Exercise goal
For every record here, output an exact copy.

Data extracted from a collection
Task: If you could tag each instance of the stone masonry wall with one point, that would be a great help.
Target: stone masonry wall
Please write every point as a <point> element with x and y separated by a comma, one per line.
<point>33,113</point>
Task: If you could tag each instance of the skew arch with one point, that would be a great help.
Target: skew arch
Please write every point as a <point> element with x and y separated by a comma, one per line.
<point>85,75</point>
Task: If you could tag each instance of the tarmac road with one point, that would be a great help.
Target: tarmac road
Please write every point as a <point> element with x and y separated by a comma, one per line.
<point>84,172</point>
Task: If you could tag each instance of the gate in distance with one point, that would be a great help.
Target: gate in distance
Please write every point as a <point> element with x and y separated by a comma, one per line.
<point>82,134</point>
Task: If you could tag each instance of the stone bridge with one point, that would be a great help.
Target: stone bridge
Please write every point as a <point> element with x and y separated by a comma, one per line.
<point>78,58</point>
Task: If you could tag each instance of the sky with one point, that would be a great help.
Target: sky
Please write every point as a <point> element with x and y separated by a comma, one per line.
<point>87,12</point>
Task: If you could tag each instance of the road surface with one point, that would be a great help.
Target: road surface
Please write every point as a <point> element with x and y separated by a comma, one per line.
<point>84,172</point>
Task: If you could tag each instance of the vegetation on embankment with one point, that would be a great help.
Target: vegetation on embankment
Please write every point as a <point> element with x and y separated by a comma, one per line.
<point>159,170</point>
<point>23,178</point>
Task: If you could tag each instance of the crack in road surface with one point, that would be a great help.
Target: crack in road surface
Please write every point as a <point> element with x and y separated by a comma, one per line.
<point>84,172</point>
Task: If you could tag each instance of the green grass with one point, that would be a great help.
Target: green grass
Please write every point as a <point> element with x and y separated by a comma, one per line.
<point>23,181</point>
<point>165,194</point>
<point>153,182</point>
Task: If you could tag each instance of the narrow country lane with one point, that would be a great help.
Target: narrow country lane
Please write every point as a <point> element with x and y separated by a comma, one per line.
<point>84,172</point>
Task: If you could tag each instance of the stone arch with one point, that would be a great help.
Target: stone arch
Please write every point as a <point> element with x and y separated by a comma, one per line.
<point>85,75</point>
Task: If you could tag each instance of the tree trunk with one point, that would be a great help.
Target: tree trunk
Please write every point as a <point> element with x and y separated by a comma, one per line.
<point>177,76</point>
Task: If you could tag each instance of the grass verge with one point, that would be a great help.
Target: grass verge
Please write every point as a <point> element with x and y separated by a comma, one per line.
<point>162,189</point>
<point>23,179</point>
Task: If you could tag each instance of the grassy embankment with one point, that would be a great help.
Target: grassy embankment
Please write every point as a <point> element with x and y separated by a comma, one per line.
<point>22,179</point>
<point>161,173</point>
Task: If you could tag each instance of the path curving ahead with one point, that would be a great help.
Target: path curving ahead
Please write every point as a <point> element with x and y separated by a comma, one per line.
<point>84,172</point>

Worked solution
Task: If you could tag each instance of the stone masonry wall with one point, that would be a great help.
Target: stone masonry wall
Please write every point as a <point> element with x and y separated by a comma, one per line.
<point>33,113</point>
Task: If you could tag each instance of the skew arch with one point, that would be a great help.
Target: skew arch
Please write every point as a <point> element with x and y separated by a comma, one per line.
<point>85,75</point>
Task: If you could tag each instance of the tarmac road with one point, that would be a great help.
Target: tarmac road
Please write every point as a <point> element with x and y separated by a comma, one per line.
<point>84,172</point>
Task: If you could tag each instance of the gate in distance with one point, that would be a great help.
Target: gate in distance
Please write every point as a <point> element with x and y separated by a comma, one per line.
<point>82,134</point>
Task: If you could tag each instance of the stone bridge with one point, that would be a great help.
Target: stone bridge
Please write every point as a <point> element with x and y separated by a comma, one per line.
<point>78,58</point>
Task: If you could tag each instance of the sky with one point, that would be a great help.
Target: sky
Please write every point as a <point> element with x and y separated by a comma, one per line.
<point>87,12</point>
Task: If you could tag each instance of the road surface with one point, that would be a great help.
Target: road surface
Please write every point as a <point> element with x and y separated by a comma, one per line.
<point>84,172</point>
Task: If you could tag each instance of the vegetation on embankment with one point, that would be a great help.
Target: vegetation on embankment
Please write every point as a <point> element with x and y separated by a comma, one per line.
<point>159,170</point>
<point>23,178</point>
Task: If you could tag each instance of the crack in road surface with one point, that would be a great help.
Target: crack in road surface
Please write every point as a <point> element with x and y separated by a comma, one per line.
<point>84,172</point>
Task: If you could tag each instance of the green grass with one point, that would be a great help.
Target: green grass
Please write every point as a <point> element with x and y separated by a comma, one per line.
<point>23,181</point>
<point>165,194</point>
<point>153,182</point>
Task: If you could tag each instance of the narrow country lane with one point, that would be a great help.
Target: narrow country lane
Please write every point as a <point> element with x and y separated by a comma, one per line.
<point>84,172</point>
Task: If you could tag each instance of the stone arch with one point, that would be a great help.
Target: stone arch
Please write every point as a <point> element with x and y separated by a comma, one per line.
<point>85,75</point>
Task: If you could tag each instance of the tree trunk with one point, that would be a great help.
Target: tree trunk
Please write every point as a <point> element with x and y separated by a comma, one per line.
<point>177,76</point>
Task: If you could tag each instance of the grass verge with one point, that would be a great help.
Target: grass verge
Please write every point as a <point> element with x and y separated by a comma, one per line.
<point>162,189</point>
<point>23,179</point>
Task: If you could tag each instance of the grassy embankment with one point, that would be a great help.
Target: grassy embankment
Please write every point as a <point> element with x and y separated by a comma, one per line.
<point>22,179</point>
<point>161,173</point>
Task: If you could tag each instance of the path curving ahead with one point, that would be a great help.
Target: path curving ahead
Please write every point as a <point> element with x and y separated by a comma, one per line.
<point>84,172</point>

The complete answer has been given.